WORK TO DO ->
Extract each line from the records below that contains the string "pink".

DATASET ENTRIES ->
------------------------------------------------------------
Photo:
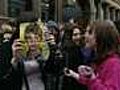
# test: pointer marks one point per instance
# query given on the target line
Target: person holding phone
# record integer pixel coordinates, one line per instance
(104, 72)
(32, 63)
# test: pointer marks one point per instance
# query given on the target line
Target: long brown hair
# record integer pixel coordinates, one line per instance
(107, 39)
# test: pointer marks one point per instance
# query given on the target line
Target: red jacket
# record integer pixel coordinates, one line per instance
(108, 75)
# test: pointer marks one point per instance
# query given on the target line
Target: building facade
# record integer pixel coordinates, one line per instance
(59, 10)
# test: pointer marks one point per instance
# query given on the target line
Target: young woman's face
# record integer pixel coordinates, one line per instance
(76, 36)
(90, 41)
(32, 41)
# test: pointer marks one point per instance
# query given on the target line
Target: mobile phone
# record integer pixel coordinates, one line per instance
(67, 71)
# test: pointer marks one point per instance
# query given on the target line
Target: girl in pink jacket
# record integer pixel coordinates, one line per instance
(104, 72)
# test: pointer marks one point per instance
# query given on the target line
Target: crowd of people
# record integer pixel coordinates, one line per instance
(60, 57)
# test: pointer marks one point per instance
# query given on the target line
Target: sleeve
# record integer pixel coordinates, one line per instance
(110, 82)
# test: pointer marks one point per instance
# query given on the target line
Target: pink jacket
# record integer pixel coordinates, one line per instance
(108, 75)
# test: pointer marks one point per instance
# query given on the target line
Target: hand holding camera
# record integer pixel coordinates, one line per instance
(17, 49)
(86, 72)
(71, 73)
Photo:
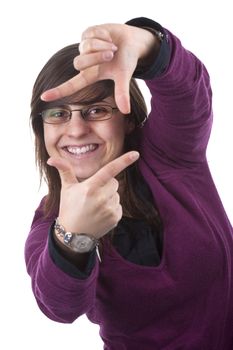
------------------------------------------------------------
RESULT FOR THIS TASK ->
Target: girl in pink jacket
Target: pink jacket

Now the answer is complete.